• _PROVIDED ENTRIES_:
════════════════

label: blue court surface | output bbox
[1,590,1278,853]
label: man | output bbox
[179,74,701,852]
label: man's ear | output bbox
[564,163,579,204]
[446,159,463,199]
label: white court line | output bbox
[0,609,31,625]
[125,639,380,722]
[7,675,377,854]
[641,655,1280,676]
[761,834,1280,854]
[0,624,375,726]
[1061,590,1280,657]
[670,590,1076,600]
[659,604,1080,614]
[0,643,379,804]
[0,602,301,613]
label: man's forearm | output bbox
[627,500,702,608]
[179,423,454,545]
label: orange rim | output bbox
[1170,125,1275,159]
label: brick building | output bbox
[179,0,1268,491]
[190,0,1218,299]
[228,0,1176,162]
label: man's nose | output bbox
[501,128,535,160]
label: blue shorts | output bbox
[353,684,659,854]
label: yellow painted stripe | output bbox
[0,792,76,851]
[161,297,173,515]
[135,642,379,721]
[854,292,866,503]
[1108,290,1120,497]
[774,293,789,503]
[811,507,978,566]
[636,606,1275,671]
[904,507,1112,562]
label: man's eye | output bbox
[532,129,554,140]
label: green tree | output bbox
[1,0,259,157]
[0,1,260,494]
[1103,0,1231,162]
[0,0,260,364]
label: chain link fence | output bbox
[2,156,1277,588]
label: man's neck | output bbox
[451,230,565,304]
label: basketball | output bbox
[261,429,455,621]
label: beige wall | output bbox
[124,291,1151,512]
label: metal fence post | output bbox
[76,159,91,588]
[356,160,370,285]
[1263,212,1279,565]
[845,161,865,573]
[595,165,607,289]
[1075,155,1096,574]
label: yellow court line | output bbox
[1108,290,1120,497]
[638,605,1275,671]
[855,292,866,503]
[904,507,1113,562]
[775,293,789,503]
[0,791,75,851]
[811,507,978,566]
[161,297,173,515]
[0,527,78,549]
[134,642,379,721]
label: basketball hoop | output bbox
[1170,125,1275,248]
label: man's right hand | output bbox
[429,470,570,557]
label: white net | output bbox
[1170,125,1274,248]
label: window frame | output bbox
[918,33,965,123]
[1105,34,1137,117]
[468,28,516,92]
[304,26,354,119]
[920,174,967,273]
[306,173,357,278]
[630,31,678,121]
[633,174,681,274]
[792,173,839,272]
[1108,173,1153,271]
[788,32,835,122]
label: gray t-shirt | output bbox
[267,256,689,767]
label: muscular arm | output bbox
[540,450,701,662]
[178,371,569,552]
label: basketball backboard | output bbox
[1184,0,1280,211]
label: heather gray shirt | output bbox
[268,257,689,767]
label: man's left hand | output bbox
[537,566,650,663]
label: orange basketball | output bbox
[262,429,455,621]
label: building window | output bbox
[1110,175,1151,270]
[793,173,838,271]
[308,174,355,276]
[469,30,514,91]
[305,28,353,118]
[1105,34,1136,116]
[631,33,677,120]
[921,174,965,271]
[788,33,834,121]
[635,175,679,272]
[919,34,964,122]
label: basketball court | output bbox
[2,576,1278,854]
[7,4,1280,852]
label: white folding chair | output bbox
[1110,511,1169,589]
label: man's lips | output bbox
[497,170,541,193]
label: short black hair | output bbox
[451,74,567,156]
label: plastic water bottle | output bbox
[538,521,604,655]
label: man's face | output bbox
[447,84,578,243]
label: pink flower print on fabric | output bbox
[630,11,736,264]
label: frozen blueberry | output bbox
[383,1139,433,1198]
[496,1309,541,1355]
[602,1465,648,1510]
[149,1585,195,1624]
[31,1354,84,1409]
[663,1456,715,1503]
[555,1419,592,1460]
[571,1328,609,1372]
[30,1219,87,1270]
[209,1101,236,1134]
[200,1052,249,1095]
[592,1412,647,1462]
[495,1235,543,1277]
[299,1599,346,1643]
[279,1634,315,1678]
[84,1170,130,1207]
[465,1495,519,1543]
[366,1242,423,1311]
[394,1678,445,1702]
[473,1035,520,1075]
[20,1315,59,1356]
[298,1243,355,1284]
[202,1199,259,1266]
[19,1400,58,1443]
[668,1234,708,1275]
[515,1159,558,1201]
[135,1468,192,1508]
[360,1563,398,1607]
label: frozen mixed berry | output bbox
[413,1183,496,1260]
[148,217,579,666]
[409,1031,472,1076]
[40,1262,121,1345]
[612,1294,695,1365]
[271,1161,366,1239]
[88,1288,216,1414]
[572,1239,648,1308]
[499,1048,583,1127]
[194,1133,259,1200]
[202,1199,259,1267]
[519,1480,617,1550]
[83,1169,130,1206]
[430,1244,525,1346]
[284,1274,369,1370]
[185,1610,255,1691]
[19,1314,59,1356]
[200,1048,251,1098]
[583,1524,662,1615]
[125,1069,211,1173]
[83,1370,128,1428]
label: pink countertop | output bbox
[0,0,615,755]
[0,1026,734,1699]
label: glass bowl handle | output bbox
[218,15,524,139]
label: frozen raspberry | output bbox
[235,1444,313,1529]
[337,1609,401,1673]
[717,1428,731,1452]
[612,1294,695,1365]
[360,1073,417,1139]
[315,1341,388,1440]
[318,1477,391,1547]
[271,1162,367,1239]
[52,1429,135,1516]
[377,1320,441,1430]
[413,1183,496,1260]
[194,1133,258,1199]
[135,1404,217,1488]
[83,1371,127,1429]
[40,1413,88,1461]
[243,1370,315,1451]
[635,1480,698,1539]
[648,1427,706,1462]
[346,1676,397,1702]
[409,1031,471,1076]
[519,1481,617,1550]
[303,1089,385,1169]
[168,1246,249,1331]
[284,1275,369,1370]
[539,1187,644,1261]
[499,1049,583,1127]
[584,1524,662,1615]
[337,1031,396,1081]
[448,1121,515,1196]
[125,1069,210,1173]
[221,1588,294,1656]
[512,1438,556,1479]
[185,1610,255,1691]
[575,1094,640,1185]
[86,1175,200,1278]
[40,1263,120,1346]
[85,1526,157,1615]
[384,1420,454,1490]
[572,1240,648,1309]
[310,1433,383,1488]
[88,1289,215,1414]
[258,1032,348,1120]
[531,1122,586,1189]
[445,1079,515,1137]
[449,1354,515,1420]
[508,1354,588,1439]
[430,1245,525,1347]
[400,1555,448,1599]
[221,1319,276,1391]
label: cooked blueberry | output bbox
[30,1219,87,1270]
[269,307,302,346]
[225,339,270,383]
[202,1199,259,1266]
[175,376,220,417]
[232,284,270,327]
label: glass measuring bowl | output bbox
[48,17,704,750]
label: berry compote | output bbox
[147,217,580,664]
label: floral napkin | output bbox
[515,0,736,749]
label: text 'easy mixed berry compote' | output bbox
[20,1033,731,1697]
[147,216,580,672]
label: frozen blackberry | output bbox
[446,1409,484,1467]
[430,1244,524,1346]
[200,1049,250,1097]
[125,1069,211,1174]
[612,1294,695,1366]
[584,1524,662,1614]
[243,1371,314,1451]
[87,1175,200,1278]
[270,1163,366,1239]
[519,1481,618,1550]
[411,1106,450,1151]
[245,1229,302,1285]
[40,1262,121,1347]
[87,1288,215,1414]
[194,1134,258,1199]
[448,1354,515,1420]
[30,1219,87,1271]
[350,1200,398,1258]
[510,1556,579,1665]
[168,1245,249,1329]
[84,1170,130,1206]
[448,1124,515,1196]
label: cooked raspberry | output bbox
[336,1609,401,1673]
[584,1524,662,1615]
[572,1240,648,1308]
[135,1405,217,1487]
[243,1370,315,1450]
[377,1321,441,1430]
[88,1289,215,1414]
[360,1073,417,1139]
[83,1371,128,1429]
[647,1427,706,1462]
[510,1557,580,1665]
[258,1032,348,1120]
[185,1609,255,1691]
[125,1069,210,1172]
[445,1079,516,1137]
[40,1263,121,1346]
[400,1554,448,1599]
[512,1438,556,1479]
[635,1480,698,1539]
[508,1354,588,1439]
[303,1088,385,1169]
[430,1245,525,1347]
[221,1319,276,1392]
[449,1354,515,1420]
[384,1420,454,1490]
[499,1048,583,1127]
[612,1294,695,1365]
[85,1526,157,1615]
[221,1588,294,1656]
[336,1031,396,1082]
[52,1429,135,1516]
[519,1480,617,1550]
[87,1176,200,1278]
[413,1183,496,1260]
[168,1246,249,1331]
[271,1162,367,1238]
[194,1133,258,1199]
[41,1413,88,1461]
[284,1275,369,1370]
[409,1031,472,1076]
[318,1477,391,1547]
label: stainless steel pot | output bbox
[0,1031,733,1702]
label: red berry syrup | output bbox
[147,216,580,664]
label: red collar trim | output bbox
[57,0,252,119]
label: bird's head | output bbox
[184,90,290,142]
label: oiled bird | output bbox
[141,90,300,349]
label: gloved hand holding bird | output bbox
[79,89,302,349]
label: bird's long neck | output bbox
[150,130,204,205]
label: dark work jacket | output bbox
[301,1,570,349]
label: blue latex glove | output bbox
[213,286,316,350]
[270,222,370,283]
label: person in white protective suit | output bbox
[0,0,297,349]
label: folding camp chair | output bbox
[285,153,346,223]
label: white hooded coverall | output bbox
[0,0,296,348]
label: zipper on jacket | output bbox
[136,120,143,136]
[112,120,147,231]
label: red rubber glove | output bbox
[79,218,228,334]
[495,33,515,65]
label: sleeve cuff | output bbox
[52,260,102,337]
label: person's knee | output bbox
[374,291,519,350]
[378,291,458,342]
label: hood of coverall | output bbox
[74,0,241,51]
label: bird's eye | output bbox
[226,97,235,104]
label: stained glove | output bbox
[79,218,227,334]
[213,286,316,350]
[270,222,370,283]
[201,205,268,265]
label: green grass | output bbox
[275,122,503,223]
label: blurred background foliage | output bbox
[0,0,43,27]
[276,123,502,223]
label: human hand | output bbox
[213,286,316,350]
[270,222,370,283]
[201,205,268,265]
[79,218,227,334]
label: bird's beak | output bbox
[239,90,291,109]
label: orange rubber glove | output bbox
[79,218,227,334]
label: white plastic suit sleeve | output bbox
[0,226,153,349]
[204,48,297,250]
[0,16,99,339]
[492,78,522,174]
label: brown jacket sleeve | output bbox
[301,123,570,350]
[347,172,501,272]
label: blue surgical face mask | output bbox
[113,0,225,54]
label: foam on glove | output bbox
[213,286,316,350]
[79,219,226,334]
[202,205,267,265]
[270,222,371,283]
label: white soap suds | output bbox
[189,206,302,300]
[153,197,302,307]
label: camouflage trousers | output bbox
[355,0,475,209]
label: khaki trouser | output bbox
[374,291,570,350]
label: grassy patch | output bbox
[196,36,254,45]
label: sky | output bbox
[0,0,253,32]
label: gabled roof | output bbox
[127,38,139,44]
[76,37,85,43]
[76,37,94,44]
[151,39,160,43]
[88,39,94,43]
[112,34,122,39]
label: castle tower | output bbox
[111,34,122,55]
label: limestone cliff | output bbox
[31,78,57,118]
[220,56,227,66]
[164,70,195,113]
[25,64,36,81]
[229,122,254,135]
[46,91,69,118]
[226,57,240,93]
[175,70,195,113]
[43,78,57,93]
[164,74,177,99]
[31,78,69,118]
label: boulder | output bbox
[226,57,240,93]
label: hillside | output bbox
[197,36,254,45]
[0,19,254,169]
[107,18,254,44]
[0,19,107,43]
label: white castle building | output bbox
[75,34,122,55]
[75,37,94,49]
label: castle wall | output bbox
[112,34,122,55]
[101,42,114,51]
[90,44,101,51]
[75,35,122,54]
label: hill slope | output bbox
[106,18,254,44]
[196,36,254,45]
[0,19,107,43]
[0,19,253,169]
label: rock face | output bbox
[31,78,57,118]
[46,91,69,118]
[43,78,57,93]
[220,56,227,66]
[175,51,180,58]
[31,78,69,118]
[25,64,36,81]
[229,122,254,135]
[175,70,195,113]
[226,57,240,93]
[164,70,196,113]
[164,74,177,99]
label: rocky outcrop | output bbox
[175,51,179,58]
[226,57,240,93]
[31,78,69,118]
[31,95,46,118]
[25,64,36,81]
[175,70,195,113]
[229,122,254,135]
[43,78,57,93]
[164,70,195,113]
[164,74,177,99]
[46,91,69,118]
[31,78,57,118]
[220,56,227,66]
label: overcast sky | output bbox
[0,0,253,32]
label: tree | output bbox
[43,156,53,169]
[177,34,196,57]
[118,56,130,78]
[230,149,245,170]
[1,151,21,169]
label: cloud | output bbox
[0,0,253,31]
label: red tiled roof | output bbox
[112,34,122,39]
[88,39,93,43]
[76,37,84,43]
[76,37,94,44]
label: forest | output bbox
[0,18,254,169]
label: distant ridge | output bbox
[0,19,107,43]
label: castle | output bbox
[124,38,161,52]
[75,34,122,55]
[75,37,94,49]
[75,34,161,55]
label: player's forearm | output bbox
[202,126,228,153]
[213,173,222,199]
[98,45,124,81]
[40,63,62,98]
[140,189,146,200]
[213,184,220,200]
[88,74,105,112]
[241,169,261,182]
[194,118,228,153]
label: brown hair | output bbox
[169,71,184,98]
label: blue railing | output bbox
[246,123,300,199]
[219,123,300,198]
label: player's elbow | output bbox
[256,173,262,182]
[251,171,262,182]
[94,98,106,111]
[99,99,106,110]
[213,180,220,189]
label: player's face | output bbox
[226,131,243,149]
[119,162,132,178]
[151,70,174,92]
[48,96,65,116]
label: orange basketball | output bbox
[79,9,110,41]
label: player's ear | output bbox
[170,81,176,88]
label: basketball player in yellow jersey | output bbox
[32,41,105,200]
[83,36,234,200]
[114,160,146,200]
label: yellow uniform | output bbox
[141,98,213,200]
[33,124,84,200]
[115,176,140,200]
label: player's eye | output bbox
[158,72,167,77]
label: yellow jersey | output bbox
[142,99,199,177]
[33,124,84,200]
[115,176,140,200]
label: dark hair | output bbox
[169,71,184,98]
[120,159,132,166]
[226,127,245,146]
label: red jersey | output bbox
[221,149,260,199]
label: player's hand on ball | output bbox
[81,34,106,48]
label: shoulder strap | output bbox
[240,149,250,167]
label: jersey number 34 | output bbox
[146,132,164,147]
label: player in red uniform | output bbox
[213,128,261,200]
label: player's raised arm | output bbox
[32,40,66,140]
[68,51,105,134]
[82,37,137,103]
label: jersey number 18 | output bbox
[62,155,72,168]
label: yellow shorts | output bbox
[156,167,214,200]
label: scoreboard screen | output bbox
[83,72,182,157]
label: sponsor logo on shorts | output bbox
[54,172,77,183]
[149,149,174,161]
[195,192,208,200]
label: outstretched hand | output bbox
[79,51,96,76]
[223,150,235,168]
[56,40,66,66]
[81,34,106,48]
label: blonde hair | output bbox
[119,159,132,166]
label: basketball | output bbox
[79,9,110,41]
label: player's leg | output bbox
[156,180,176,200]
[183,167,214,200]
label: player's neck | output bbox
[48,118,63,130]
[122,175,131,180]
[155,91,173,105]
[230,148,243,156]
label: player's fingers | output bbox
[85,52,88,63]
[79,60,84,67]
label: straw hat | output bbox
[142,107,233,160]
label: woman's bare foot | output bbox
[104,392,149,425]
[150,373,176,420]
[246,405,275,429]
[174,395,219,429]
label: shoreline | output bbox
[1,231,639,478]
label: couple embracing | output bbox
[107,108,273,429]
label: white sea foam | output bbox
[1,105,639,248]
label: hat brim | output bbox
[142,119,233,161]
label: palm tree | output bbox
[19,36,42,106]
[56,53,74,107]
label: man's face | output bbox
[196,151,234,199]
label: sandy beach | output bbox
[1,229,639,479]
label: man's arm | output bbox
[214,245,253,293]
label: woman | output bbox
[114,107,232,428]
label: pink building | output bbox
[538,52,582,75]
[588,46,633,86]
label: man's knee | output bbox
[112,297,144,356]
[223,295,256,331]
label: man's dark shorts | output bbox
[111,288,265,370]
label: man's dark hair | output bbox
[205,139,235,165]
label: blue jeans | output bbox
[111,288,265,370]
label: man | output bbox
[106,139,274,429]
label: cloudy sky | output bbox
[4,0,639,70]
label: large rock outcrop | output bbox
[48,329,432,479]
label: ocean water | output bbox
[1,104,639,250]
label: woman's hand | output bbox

════════════════

• _YOUR OBJECTIVE_: Repeat the line that contains "label: man's dark shorts | output bbox", then every line after it until the records end, with nothing added.

• _RESPONSE BELOW_:
label: man's dark shorts | output bbox
[111,288,265,370]
label: man's dark hair | output bbox
[205,139,235,165]
label: blue jeans | output bbox
[111,288,265,370]
label: man | output bbox
[106,139,274,429]
label: cloudy sky | output bbox
[4,0,639,70]
label: large rock outcrop | output bbox
[48,329,432,479]
label: ocean water | output bbox
[1,104,639,250]
label: woman's hand | output bbox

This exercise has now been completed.